与えられた課題 1: 本文のうち、「サイボウズ 相馬理人氏」を含む語句で始まり「う支援しながら開発を進める。」で終わる部分を、「手詰まり」を「行き詰まり」に言い換えて示してください。
与えられた課題 2: 以下の行から、文字列「bird」を含むものをすべて抜き出し、そのまま返してください。

提供された本文:
—————
従来型のシステム開発手法がDXを阻む理由

 従来型のシステム開発がDXにそぐわない理由について、企業のDXの現状を知るサイボウズの相馬理人氏(事業戦略室kintoneビジネスプロダクトマネージャー)は次のように語る。

 「従来のシステム開発は、IT部門が現場からヒアリングした内容を基に要件定義や上流設計を担い、それを基に外部のシステムインテグレーター(SIer)が開発を担うものでした。その際、現場が開発側に要望を伝えようとしても、細切れの伝言ゲームのようになってしまってうまく情報が伝わらず、システムが現場のニーズにマッチしないことがよくあります」(相馬氏)

 要件の伝達手法だけでなく、要件定義を確定させてから開発工程に進むウオーターフォール型の手法にも限界があるという。

 「本来、SIerは要件定義に書かれた範囲のみを開発のスコープとします。開発作業の途中で、現場のニーズに合わせて柔軟にシステムの要件を変えられるものではありません」(相馬氏 )

サイボウズ 相馬理人氏

 前述したようにDXは変化に迅速に適応するための組織体制やシステムを追求する活動であり、ベンダーにシステム開発を丸投げし、型通り作成する方法とは相性が悪い。特に、仮説や検証を頻繁に繰り返して作り上げるSoE(System of Engagement)領域のシステムはその傾向が顕著だ。

 ビジネスニーズを熟知する現場が主導してシステム開発を進め、エンドユーザーが自らPDCAを回しながら即時にニーズを反映させることが求められている。IT部門の役割も変わり、現場の要望を取りまとめてSIerに依頼するフェーズから、現場が内製化できるような環境づくり、現場のデジタル化を支援するフェーズへと移行しなければならない。しかし、システム構築や大きなシステム変更の経験を持たない現場が直ちにシステムを内製化するのは難しく、IT部門の意識変革も簡単ではないだろう。

「伴走型SIer」の存在が手詰まりの状況を変える

 この手詰まりともいえる状況の救世主となるのが、伴走型SIerという新しいカタチのシステム開発パートナーだ。SIerに受発注形態で開発を丸投げする手法に限界を感じているものの、現場による内製化にシフトすることは難しいというギャップを埋め、企業とベンダーが共創的関係の中でシステムを作り上げる新たなアプローチを前提とする。伴走型SIerは、DXを推進したい企業と目標を共有し、ビジネス現場やIT部門がDXに必要なスキルを習得できるよう支援しながら開発を進める。
—————
提示データ:

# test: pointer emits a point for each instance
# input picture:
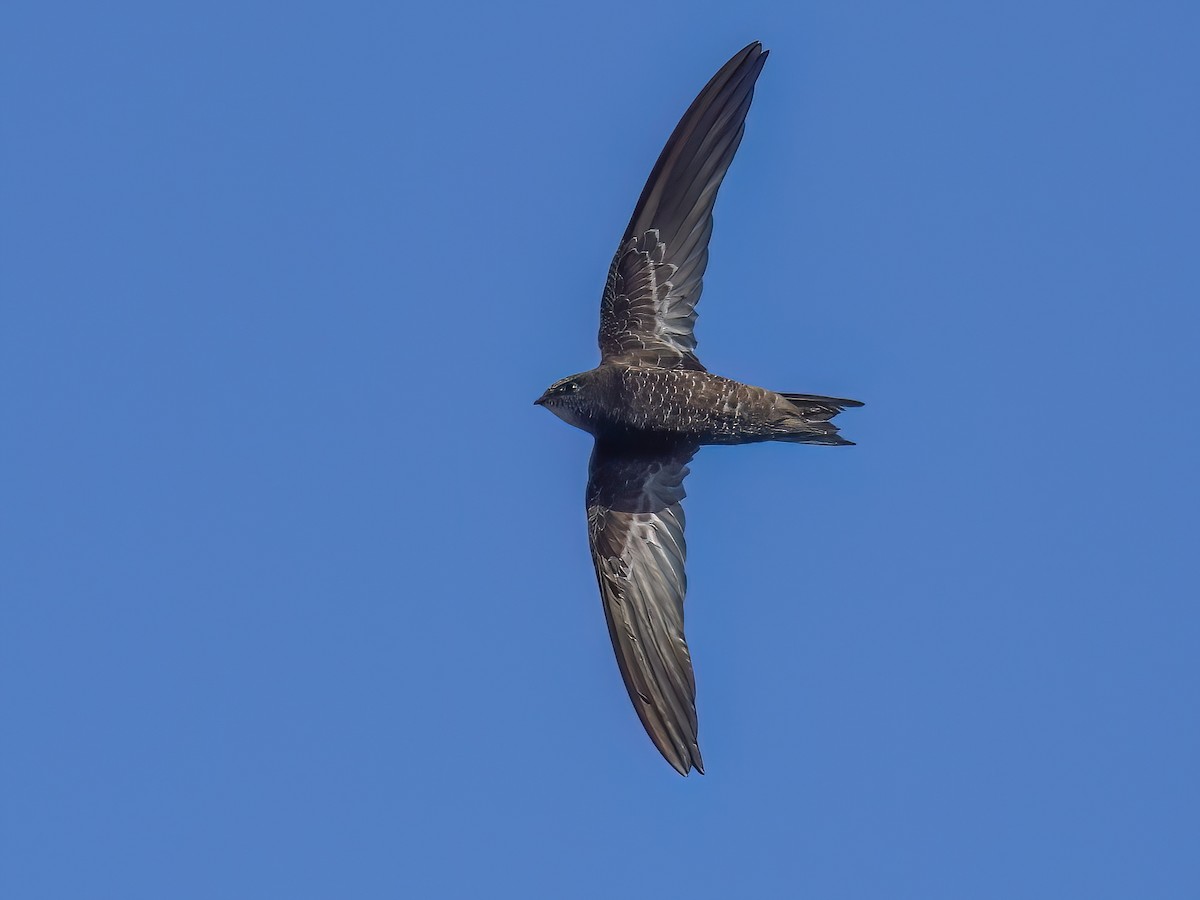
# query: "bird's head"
(568, 397)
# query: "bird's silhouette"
(651, 405)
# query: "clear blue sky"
(297, 600)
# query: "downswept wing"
(648, 310)
(635, 528)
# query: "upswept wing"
(648, 310)
(635, 528)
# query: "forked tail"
(811, 424)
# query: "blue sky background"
—————
演習の出力 1:
サイボウズ 相馬理人氏

 前述したようにDXは変化に迅速に適応するための組織体制やシステムを追求する活動であり、ベンダーにシステム開発を丸投げし、型通り作成する方法とは相性が悪い。特に、仮説や検証を頻繁に繰り返して作り上げるSoE(System of Engagement)領域のシステムはその傾向が顕著だ。

 ビジネスニーズを熟知する現場が主導してシステム開発を進め、エンドユーザーが自らPDCAを回しながら即時にニーズを反映させることが求められている。IT部門の役割も変わり、現場の要望を取りまとめてSIerに依頼するフェーズから、現場が内製化できるような環境づくり、現場のデジタル化を支援するフェーズへと移行しなければならない。しかし、システム構築や大きなシステム変更の経験を持たない現場が直ちにシステムを内製化するのは難しく、IT部門の意識変革も簡単ではないだろう。

「伴走型SIer」の存在が行き詰まりの状況を変える

 この行き詰まりともいえる状況の救世主となるのが、伴走型SIerという新しいカタチのシステム開発パートナーだ。SIerに受発注形態で開発を丸投げする手法に限界を感じているものの、現場による内製化にシフトすることは難しいというギャップを埋め、企業とベンダーが共創的関係の中でシステムを作り上げる新たなアプローチを前提とする。伴走型SIerは、DXを推進したい企業と目標を共有し、ビジネス現場やIT部門がDXに必要なスキルを習得できるよう支援しながら開発を進める。

演習の出力 2:
# query: "bird's head"
# query: "bird's silhouette"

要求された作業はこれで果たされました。